REQUIRED ACTION:
Go to the line that includes "-- give x and y for each instance of the dark" and retype it, then every line after it to the end of the data, adding nothing.

***** DATASET ENTRIES *****

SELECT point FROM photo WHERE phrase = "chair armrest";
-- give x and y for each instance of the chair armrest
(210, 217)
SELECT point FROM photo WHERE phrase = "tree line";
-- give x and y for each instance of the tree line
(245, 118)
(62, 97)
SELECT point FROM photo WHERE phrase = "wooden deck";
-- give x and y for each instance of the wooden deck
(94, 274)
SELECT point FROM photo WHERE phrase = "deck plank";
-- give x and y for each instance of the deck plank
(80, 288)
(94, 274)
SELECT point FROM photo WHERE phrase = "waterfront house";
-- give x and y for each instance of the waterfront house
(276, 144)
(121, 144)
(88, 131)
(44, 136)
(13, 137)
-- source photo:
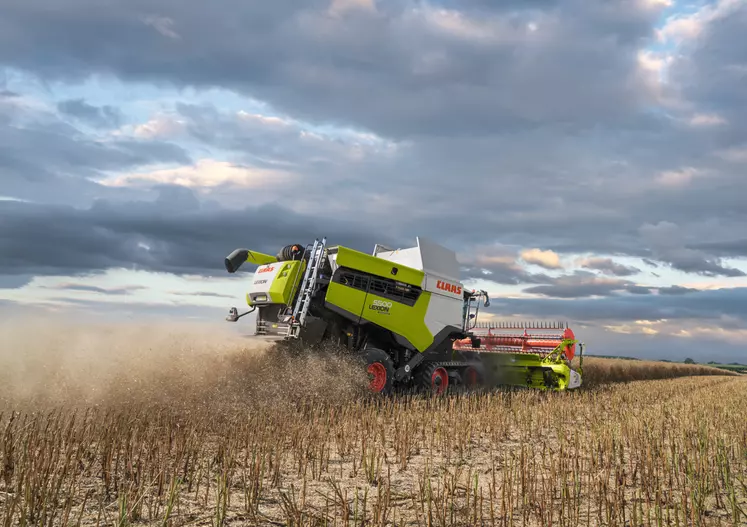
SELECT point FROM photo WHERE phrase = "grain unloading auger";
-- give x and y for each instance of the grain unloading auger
(405, 311)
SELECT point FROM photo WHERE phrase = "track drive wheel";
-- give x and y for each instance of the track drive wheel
(380, 371)
(434, 379)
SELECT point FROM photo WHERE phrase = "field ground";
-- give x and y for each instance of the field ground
(176, 430)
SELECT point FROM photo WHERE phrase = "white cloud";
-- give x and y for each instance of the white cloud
(341, 7)
(681, 28)
(163, 25)
(677, 178)
(707, 119)
(205, 173)
(735, 155)
(547, 259)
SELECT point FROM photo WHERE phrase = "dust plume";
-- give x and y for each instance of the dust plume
(60, 362)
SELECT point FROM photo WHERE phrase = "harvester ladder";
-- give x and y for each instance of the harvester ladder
(316, 256)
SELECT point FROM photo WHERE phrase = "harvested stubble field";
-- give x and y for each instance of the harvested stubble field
(140, 425)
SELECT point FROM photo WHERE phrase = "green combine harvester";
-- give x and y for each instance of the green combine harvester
(406, 312)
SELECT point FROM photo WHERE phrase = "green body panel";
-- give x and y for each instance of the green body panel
(346, 298)
(378, 266)
(401, 319)
(286, 281)
(526, 369)
(283, 286)
(406, 321)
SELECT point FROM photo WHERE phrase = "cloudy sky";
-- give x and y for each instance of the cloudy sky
(586, 159)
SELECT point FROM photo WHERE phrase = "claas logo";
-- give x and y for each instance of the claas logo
(451, 288)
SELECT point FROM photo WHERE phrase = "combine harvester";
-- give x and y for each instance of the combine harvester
(406, 312)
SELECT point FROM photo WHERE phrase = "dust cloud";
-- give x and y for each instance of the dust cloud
(67, 363)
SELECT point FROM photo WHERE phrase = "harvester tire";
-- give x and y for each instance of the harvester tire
(434, 378)
(380, 369)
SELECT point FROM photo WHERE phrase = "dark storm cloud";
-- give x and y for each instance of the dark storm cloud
(205, 294)
(583, 284)
(665, 239)
(608, 266)
(705, 306)
(404, 70)
(44, 158)
(124, 290)
(162, 235)
(99, 116)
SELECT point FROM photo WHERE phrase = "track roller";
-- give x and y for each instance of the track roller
(434, 378)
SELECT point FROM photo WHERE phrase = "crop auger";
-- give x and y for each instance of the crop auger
(406, 313)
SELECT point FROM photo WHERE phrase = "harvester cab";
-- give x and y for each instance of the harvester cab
(405, 311)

*****

SOLUTION TO THE EXERCISE:
-- give x and y for each instance of the dark storm cloud
(205, 294)
(583, 284)
(665, 239)
(608, 266)
(705, 306)
(404, 70)
(44, 158)
(124, 290)
(162, 235)
(99, 116)
SELECT point FROM photo WHERE phrase = "track roller";
-- give x and y for each instance of the track roller
(434, 378)
SELECT point FROM photo WHERE phrase = "crop auger";
-- give x and y for each instance of the crop auger
(406, 313)
SELECT point FROM photo WHERE phrase = "harvester cab";
-- give x and y for each instance of the harvester cab
(405, 311)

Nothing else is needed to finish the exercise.